Your assignment: Nothing but the lines from the one containing "it: point(313, 15)." through the one containing "it: point(10, 383).", both included, should be given again, each exactly as written below.

Extracted information:
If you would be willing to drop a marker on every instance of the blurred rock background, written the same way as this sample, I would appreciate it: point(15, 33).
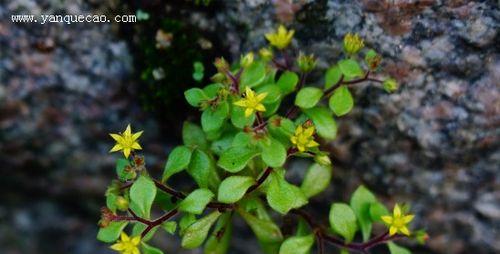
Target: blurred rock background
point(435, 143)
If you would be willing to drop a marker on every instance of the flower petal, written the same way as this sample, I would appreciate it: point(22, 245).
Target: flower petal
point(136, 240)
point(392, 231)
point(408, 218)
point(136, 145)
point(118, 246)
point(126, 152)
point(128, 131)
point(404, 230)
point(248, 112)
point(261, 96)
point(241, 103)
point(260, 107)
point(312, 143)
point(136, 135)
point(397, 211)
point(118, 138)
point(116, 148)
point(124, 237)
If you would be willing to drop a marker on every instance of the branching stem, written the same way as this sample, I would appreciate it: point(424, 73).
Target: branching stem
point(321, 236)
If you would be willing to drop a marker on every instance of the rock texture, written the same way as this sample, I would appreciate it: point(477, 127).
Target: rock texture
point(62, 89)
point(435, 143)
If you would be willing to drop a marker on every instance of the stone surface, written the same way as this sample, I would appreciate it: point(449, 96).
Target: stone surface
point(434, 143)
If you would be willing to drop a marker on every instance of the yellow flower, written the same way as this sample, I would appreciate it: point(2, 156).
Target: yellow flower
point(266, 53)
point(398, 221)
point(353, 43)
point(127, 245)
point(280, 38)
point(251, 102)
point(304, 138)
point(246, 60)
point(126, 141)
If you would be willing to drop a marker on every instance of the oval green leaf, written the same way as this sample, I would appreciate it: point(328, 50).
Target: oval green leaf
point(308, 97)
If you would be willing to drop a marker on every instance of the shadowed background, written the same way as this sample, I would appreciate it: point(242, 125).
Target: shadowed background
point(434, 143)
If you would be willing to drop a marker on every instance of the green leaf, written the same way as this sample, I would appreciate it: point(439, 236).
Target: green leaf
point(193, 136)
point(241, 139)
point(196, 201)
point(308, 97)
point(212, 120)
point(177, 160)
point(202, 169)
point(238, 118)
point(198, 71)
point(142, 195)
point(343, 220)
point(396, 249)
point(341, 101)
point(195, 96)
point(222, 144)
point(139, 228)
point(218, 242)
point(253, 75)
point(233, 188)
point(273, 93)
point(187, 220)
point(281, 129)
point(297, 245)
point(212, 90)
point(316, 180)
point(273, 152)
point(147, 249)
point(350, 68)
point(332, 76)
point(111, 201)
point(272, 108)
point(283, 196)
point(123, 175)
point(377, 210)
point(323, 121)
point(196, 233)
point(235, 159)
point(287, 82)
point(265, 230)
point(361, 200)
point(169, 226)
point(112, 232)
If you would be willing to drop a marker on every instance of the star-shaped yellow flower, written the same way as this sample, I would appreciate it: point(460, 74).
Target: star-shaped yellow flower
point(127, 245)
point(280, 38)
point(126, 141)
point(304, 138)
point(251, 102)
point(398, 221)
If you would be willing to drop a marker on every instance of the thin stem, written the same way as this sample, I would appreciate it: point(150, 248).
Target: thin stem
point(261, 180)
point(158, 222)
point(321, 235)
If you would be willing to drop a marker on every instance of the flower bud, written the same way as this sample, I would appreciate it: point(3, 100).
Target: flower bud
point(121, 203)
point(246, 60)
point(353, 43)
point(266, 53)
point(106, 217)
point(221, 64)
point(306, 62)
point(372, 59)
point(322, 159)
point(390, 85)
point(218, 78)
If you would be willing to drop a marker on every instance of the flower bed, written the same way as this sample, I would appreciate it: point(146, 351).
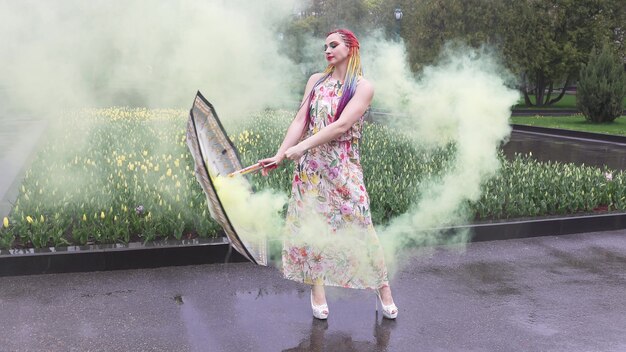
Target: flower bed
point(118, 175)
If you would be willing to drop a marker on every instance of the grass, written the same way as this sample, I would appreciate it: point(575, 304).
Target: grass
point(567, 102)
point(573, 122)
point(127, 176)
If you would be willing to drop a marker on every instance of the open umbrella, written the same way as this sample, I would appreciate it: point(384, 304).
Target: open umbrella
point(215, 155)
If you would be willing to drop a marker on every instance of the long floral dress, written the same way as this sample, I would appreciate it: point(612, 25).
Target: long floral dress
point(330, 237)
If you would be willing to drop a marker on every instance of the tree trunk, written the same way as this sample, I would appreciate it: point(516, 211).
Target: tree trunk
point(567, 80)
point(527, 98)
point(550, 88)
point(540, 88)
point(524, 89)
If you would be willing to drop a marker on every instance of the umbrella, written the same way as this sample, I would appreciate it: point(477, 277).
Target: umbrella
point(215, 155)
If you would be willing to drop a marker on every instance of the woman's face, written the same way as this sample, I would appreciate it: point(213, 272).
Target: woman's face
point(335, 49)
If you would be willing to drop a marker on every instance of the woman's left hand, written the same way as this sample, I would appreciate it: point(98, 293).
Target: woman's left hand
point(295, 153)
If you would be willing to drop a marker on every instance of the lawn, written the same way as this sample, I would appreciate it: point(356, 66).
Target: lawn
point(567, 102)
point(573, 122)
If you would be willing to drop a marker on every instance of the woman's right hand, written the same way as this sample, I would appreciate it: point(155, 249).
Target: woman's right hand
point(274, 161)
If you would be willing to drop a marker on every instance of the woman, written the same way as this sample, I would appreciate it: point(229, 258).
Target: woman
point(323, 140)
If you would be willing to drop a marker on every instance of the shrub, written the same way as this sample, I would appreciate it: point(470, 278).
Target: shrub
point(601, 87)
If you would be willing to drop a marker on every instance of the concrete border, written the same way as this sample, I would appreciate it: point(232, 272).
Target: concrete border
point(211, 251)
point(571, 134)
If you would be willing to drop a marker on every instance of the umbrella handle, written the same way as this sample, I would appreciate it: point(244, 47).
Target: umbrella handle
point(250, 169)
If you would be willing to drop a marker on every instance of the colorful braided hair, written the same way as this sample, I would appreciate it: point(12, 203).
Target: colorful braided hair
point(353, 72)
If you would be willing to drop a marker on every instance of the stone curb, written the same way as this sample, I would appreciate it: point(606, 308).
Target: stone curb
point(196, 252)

* * *

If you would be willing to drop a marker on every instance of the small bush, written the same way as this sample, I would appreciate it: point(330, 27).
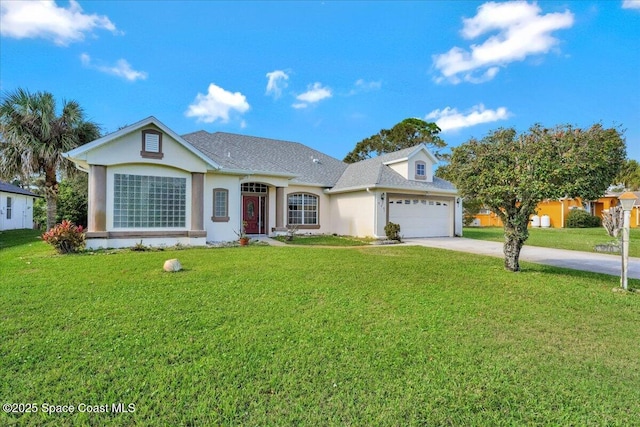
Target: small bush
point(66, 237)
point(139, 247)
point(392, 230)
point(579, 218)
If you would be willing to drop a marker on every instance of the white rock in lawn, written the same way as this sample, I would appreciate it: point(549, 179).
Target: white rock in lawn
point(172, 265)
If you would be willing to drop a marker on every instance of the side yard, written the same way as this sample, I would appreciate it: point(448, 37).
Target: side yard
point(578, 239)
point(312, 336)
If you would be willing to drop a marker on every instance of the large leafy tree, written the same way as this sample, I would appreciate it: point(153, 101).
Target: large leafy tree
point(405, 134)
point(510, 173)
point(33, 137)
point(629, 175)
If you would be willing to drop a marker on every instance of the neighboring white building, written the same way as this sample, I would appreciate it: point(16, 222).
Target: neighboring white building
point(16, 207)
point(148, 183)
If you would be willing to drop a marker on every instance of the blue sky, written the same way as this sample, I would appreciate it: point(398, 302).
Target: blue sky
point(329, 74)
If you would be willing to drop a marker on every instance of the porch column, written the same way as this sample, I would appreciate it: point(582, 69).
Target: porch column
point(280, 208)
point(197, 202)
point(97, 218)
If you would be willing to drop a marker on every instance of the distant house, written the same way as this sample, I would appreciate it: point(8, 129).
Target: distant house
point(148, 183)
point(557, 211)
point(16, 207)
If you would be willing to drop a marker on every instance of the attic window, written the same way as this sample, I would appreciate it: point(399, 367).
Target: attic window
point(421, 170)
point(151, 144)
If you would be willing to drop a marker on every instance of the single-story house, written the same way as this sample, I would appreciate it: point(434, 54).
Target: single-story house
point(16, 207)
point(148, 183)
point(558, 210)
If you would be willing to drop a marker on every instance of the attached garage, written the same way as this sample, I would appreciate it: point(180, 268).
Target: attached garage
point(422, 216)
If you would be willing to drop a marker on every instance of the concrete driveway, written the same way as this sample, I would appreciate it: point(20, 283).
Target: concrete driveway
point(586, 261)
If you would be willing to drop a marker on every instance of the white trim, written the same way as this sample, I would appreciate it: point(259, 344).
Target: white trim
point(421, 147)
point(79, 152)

* * *

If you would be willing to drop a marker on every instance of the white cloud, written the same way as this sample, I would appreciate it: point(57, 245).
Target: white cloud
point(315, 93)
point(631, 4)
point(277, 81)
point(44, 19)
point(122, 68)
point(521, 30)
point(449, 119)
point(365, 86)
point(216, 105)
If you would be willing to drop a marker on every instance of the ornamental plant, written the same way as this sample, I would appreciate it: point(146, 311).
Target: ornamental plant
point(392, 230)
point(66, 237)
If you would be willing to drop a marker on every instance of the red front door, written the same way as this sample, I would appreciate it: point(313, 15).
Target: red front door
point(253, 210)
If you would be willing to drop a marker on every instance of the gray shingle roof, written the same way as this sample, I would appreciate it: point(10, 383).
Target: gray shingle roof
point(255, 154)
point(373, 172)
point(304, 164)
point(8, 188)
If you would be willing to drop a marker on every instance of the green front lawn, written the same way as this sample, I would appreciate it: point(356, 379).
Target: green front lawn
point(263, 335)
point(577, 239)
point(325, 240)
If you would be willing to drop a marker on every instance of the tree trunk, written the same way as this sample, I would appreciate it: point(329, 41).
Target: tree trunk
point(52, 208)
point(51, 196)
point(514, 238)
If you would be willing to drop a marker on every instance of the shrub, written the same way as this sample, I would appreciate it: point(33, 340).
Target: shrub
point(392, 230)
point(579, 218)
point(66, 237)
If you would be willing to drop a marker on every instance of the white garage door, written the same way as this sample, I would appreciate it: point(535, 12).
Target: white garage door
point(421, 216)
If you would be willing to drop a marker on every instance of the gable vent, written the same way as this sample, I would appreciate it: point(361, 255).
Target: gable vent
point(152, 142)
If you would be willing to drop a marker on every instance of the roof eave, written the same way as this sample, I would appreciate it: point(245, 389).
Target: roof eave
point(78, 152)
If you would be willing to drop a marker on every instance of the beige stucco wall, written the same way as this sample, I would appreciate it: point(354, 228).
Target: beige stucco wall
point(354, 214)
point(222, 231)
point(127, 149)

Output for this exercise:
If you would be willing to drop a marker on every instance of the red front door, written the same way as this sample, I would appreciate it: point(313, 15).
Target: red front door
point(253, 210)
If you would be willing to drop a marker on every instance of the gray shingle roof, written the same way as this sample, I would appreciate it: point(10, 383).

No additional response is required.